Document |
----
Monday, January 26, 2015

January 2015 Staff Book Recommendations

January 26, 2015 

Guilty Pleasure: Reflecting on Paranormal Romance 

This month I’d like to talk about romance, specifically the paranormal kind. The romance genre is generally accepted as the guiltiest of guilty pleasures. It offers everything one needs for a carefree escape: familiar character types and plot structures, vicarious angst, steamy trysts, and, of course, happy endings. Paranormal romances have the added bonus of supernatural creatures and magic. In the last month, I’ve delved into the genre and I’m here to report on my findings. 

Nora Roberts stands with a few others as a queen of the romance genre. She’s written over 200 novels without co-authors or ghost writers (!?). In Dark WitchRoberts introduces a magical world and cast of characters which go on to fill two more volumes in the Cousins O’Dwyer Trilogy. The novel follows protagonist Iona Sheehan as she discovers her magical family heritage in Ireland. She connects with distant cousins and becomes the third member of a prophesied powerful trio of O’Dwyer witches who must defeat the evil sorcerer, Cabhan. Along the way Iona finds herself falling in love with her boss, Boyle. She must learn how to accept love, both familial and romantic, and to rely on others in order to get through the trial of fighting Cabhan. The novel features an extended prologue which illustrates the history of the first Dark Witch, Sorcha, as well as some wince-inducing rhyming spells. I found the book to be very slow-paced. Roberts does a poor job of balancing world building, action, romantic suspense and the humdrum details of Iona’s daily life. If you’re willing to push through the sloggy parts, the novel does pick up pace in the end. Bonus features: horses and a certain resemblance to the TV show Charmed

If you’re looking for an author with a better sense of pacing and less painful exposition, look no further than Nalini Singh. Singh’s book Angel’s Blood (also the opener of a series) effortlessly intertwines plot, character development and world building while never letting up on its page-turning suspense. Vampire hunter Elena Deveraux is hired by the equally gorgeous and dangerous archangel Raphael. To spurn an archangel is to court death, which is why Elena is alarmed to learn that Raphael wishes her to use her vampire tracking skills to locate a rogue archangel. If she refuses Raphael, she’s dead. If she agrees to track down the other angel, she’s…also dead. In addition to the thrilling danger, Elena finds herself frustratingly attracted to her new boss. Featuring supernatural elements that don’t interfere with the suspense or the steamy romance, Angel’s Blood is a delight. It’s a quick, easy read that will appeal to both romance and fantasy buffs.
----
(Source records)
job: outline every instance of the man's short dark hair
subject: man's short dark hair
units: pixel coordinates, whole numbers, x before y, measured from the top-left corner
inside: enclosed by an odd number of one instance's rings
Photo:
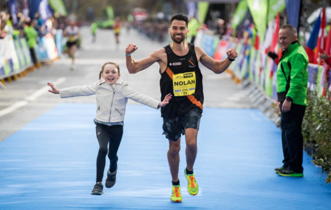
[[[170,18],[171,25],[174,20],[183,20],[186,23],[186,26],[188,25],[188,18],[187,16],[182,14],[175,14],[172,16],[171,18]]]
[[[295,28],[295,27],[293,26],[293,25],[290,24],[286,24],[285,25],[283,25],[282,27],[281,27],[280,29],[286,29],[288,28],[289,29],[289,32],[290,33],[290,35],[291,36],[296,36],[297,37],[298,36],[298,33],[296,31],[296,28]]]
----
Objectives |
(a) According to the paranormal romance recommendations, how many novels has Nora Roberts written without co-authors or ghost writers?
(b) Continue the paranormal romance recommendations from their final sentence.

The responses |
(a) Over 200.

(b)
And finally we come to the requisite vampire/werewolf cross species romance: A Hunger Like No Other by Kresley Cole. A tale as old as time: Scottish werewolf Lachlain discovers that his predestined mate, the woman he has waited hundreds of years to find, is a vampire, i.e., his enemy. He must struggle with his desire for revenge against the vampires who captured and tortured him for over a hundred years and his overwhelming lust for Emma. Part kidnapping road trip adventure and part explicit romance, Cole’s book is light on atmosphere and myth development and heavy on action and sexual tension (seriously, you’ll blush). Fifty Shades readers who are able to look past the supernatural elements will find this a tantalizing read. The power dynamic between alpha male Lachlain and weak, insecure Emma is similar to the relationship found in the Fifty Shades books. 

Though we call romance books a guilty pleasure, we can’t deny their allure. Come peruse the romance stacks at WPL. You may be surprised at what you find.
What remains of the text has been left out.